The expected result is the segment of the entries that begins with the line containing "at the open" and ends with the last line, copied verbatim.

Data supplied section start

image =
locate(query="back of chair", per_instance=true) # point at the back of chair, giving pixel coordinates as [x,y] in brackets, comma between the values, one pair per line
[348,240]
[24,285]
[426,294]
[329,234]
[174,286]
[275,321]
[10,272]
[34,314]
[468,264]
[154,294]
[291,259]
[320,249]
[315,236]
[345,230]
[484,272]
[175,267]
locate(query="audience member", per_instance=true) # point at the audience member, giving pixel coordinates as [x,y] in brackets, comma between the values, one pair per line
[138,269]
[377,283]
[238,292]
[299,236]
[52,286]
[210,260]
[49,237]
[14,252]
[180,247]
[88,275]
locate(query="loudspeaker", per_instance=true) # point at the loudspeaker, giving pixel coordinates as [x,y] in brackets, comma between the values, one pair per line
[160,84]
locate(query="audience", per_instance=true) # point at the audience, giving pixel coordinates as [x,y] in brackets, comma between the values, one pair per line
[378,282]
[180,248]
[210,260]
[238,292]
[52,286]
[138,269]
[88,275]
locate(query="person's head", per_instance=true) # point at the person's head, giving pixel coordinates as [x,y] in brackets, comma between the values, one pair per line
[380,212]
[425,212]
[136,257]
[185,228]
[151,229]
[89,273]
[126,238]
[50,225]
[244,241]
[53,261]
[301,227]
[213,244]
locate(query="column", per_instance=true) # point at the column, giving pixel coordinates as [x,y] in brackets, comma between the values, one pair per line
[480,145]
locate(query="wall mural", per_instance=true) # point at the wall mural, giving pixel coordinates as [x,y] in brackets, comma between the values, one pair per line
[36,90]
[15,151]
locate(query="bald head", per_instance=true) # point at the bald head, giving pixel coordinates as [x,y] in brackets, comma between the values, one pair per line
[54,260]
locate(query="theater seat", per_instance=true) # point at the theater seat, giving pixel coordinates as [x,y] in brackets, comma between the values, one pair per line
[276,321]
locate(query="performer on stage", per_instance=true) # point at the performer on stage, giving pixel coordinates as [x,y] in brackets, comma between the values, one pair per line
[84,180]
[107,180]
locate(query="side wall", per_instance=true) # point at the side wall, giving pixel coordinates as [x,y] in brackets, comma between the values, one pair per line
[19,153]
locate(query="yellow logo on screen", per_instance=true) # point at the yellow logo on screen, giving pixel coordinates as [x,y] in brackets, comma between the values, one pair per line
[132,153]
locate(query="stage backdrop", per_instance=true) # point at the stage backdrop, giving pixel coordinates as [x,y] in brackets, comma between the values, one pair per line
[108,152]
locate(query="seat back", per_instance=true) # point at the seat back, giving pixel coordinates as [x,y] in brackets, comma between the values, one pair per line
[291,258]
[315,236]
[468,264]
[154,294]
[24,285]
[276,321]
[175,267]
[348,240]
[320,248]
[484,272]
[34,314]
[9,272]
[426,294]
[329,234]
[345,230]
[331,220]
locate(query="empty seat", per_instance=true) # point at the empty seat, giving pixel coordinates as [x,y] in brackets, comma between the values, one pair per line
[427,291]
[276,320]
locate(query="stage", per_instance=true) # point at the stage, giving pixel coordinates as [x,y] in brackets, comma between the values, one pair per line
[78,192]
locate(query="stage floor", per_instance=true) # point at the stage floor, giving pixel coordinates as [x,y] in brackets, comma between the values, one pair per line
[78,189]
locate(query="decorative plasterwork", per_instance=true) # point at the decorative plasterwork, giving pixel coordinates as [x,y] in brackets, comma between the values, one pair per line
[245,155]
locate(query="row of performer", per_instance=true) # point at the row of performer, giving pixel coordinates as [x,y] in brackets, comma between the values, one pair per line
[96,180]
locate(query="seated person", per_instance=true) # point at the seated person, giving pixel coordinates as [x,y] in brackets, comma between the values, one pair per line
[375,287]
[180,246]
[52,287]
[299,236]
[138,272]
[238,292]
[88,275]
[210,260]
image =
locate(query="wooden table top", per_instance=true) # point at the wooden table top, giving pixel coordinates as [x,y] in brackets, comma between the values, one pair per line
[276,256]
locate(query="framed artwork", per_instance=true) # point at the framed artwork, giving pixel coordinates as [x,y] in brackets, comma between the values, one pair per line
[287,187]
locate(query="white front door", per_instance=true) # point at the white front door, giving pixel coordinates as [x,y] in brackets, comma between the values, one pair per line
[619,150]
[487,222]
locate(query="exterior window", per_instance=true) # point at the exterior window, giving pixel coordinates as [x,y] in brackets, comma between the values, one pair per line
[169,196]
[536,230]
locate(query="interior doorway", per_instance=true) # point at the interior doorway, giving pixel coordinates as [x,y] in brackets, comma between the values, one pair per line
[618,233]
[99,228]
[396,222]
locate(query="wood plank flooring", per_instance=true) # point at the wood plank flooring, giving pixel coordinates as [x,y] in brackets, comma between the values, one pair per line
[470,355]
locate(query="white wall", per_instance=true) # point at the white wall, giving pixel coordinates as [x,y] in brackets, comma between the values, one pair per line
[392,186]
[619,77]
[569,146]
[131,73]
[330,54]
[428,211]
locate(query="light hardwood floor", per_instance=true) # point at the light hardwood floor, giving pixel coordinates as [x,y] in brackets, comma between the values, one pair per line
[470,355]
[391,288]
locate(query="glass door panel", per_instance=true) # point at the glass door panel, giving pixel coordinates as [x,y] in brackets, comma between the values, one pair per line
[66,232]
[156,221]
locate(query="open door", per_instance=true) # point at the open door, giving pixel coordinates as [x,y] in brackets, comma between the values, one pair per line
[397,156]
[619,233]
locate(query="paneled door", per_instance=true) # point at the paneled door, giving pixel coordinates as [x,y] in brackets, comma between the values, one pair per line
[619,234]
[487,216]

Data supplied section end

**Problem solution**
locate(query="open door", per_instance=true) # point at the open door, giving pixel coordinates as [x,y] in brackets, comma between the values, one pair per line
[397,156]
[619,233]
locate(query="paneled door", per_instance=true) # point at the paneled door, giving pixel coordinates as [x,y] in brackets, comma between the values, one pair per line
[619,234]
[487,216]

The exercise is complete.